═════ EXERCISE INPUTS

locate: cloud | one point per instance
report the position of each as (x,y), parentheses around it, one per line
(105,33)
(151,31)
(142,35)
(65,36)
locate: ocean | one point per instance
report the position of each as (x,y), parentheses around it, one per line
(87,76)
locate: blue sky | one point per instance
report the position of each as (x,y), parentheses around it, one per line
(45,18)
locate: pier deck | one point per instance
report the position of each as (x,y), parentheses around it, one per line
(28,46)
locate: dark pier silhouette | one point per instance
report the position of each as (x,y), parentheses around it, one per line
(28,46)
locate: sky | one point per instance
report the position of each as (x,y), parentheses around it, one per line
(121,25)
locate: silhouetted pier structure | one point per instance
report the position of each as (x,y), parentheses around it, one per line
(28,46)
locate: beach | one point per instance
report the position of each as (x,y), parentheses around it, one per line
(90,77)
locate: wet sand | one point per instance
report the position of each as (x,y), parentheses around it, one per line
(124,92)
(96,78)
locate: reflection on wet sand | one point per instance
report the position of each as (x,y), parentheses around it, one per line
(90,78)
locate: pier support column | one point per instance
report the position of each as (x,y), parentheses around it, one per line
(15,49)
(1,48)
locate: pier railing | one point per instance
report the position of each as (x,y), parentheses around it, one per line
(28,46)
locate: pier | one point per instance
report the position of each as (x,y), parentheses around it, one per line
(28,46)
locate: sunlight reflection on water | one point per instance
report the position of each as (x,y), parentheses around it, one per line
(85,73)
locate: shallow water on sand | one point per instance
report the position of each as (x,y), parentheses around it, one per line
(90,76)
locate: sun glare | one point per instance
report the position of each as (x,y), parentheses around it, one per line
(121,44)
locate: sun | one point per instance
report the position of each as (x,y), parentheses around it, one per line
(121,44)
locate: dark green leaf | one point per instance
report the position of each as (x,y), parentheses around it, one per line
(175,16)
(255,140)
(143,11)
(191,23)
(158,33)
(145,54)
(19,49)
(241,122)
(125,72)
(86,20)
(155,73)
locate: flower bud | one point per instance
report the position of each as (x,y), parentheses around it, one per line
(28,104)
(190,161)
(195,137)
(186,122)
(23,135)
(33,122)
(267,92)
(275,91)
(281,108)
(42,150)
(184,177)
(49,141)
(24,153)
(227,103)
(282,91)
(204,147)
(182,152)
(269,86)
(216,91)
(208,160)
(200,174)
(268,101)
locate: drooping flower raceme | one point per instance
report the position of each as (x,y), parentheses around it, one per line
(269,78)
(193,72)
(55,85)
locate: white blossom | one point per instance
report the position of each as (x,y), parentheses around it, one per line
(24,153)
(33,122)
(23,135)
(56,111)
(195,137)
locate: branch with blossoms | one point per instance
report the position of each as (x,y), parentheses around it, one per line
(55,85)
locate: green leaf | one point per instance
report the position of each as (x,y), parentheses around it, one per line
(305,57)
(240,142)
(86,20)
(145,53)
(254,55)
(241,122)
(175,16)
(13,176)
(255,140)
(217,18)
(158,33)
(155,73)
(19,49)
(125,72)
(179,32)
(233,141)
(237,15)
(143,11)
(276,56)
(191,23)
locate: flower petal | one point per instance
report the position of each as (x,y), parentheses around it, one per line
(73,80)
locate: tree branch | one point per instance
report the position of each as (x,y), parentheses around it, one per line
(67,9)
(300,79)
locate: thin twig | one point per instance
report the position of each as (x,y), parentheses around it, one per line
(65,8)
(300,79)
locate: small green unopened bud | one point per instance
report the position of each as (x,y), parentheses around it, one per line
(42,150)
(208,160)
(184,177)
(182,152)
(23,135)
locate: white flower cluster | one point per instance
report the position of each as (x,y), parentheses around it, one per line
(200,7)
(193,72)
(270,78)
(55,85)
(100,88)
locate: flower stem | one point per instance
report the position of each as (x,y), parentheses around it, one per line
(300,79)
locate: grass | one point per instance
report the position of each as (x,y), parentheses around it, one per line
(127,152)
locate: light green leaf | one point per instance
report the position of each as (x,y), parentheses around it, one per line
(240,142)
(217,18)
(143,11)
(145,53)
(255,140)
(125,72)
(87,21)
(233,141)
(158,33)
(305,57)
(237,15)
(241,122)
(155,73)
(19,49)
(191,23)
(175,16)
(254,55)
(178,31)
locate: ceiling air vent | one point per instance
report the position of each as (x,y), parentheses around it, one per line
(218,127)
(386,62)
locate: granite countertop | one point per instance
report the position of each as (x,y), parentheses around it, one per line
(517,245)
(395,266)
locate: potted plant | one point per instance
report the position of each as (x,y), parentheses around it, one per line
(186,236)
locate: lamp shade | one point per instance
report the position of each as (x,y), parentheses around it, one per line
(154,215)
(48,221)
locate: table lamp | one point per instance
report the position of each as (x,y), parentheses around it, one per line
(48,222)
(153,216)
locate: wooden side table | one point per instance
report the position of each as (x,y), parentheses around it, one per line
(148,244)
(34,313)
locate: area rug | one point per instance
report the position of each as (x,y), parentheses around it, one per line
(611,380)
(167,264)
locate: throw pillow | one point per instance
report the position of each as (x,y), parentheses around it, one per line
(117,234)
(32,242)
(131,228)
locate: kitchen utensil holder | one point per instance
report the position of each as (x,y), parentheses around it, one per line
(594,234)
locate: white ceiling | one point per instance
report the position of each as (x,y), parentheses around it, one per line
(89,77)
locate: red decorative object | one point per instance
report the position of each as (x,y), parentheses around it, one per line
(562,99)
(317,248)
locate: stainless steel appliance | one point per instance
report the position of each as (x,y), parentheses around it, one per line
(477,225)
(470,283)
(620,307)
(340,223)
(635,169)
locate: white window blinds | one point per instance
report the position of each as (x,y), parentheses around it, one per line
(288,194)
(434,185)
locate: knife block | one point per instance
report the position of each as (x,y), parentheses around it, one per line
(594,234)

══════════

■ EXERCISE PROMPT ■
Reproduce every line of the data above verbatim, with no changes.

■ OUTPUT OF THE TASK ■
locate: cloud | one point per instance
report the position of each as (x,y), parentheses around it, one per line
(105,33)
(151,31)
(142,35)
(65,36)
locate: ocean | one point per instance
report the position of each as (x,y), parentheses around it, one per line
(87,76)
locate: blue sky | one point per instance
report the position of each as (x,y), parentheses around it, one per line
(45,18)
locate: pier deck | one point per instance
report the position of each as (x,y), parentheses around it, one per line
(28,46)
locate: dark pier silhouette | one point per instance
report the position of each as (x,y), parentheses around it, one per line
(28,46)
locate: sky | one point per instance
report the position of each as (x,y), parentheses around it, one per line
(121,25)
locate: silhouetted pier structure | one point per instance
report the position of each as (x,y), parentheses around it, one per line
(28,46)
locate: beach | one point per instance
report the position of each as (x,y), parentheses around it, one per line
(90,77)
locate: wet sand | one point per instance
report the position of each as (x,y), parentheses around it, one per line
(124,92)
(96,78)
locate: reflection on wet sand | one point per instance
report the position of each as (x,y), parentheses around it, one per line
(90,78)
locate: pier support column | one point per instance
report the position of each as (x,y), parentheses around it, one per line
(15,49)
(1,48)
locate: pier railing | one point per instance
report the position of each as (x,y), parentheses around it, one per line
(28,46)
locate: pier | one point per instance
report the position of each as (x,y), parentheses around it, one per line
(28,46)
locate: sunlight reflection on water | one point per instance
report the position of each as (x,y), parentheses around it, one per line
(85,73)
locate: shallow water on sand | one point per instance
report the position of each as (x,y), parentheses around it, one per line
(90,76)
locate: sun glare | one point per instance
report the position of each as (x,y), parentheses around it, one per line
(121,44)
locate: sun | one point per instance
report the position of each as (x,y), parentheses around it, one per line
(121,44)
locate: dark green leaf | one point per instance
report the position of each as (x,y), parentheses around it, one per line
(175,16)
(255,140)
(143,11)
(191,23)
(158,33)
(145,54)
(19,49)
(241,122)
(125,72)
(86,20)
(155,73)
locate: flower bud | one point per instance
report the position of each as (x,y), parentheses around it, one per line
(28,104)
(190,161)
(195,137)
(186,122)
(23,135)
(33,122)
(267,92)
(275,91)
(281,108)
(42,150)
(184,177)
(49,141)
(24,153)
(227,103)
(282,91)
(204,147)
(182,152)
(269,86)
(216,91)
(208,160)
(200,174)
(268,101)
locate: drooping flower raceme | one point per instance
report the position of each as (x,y), parentheses around it, one per line
(269,78)
(193,72)
(55,85)
locate: white blossom | one point per instance
report the position of each as (x,y), parentheses around it, one per line
(24,153)
(33,122)
(23,135)
(56,111)
(195,137)
locate: branch with blossoms | one point per instance
report the position of each as (x,y), parentheses around it, one per line
(55,85)
locate: green leaf | one point per instance
report the position of each as (x,y), parentheses around it, one per line
(305,57)
(240,142)
(86,20)
(145,53)
(254,55)
(241,122)
(175,16)
(13,176)
(255,140)
(217,18)
(158,33)
(155,73)
(19,49)
(125,72)
(179,32)
(233,141)
(237,15)
(143,11)
(276,56)
(191,23)
locate: flower petal | one point per instance
report the position of each as (x,y), parentheses around it, one per line
(73,80)
locate: tree branch | one point per instance
report the position of each as (x,y), parentheses around it, one per line
(67,9)
(300,79)
locate: thin twig | one point per instance
report the position of each as (x,y), parentheses around it, one per line
(65,8)
(300,79)
locate: small green unopened bud | one point per instance
report the position of each as (x,y), parentheses around it, one per line
(42,150)
(208,160)
(184,177)
(182,152)
(23,135)
locate: white flower cluster | one point per instance
report the position of each as (x,y), parentheses around it, one per line
(200,7)
(193,72)
(270,78)
(55,85)
(100,88)
locate: flower stem | one point per instance
report the position of each as (x,y), parentheses around it, one per line
(300,79)
locate: grass | one point per instance
report the position of each as (x,y), parentheses around it, one per line
(127,152)
locate: light green leaf | one point per instance
report the position of each as (x,y), parentheses around it, one per line
(240,142)
(217,18)
(143,11)
(145,53)
(255,140)
(125,72)
(87,21)
(233,141)
(158,33)
(305,57)
(237,15)
(241,122)
(155,73)
(19,49)
(191,23)
(175,16)
(254,55)
(178,31)
locate: ceiling air vent | one point per instance
report the position of each as (x,y), parentheses around it, one per line
(218,127)
(386,62)
locate: granite countertop | one point per instance
report the position of each as (x,y), parentheses around it, one per line
(517,245)
(395,266)
locate: potted plant | one point per instance
report the position of each as (x,y), parentheses around it, one per line
(186,236)
locate: lamp shade | one point per instance
report the position of each as (x,y), parentheses around it, one per line
(154,215)
(48,221)
locate: table lamp | one point per instance
report the position of each as (x,y), parentheses around it, one per line
(48,222)
(153,216)
locate: wooden side table | one point per instance
report the position of each as (x,y), parentheses around it, one per line
(148,244)
(34,313)
locate: area rug | one point per instance
report the position of each as (x,y), parentheses around it, one per line
(611,380)
(167,264)
locate: throw pillow | one point per instance
report the position of each as (x,y), parentheses around it, one per line
(117,234)
(32,242)
(131,228)
locate: kitchen utensil holder | one point per instance
report the position of each as (x,y), parentheses around it, one per line
(594,234)
locate: white ceiling | one point per instance
report the position of each as (x,y), parentheses around it, one per line
(89,77)
locate: red decorative object | one point per instance
report the position of each as (x,y), parentheses around it, one per line
(562,99)
(317,248)
locate: stainless steel appliance | one point per instance
report the position of each as (x,y), parentheses around it, one per line
(477,225)
(470,283)
(620,307)
(340,223)
(635,169)
locate: white window blinds | one point per instance
report the position of each as (x,y), parentheses around it, one per line
(288,194)
(434,185)
locate: knife block | one point per instance
report the position of each as (x,y), parentheses around it, one per line
(594,234)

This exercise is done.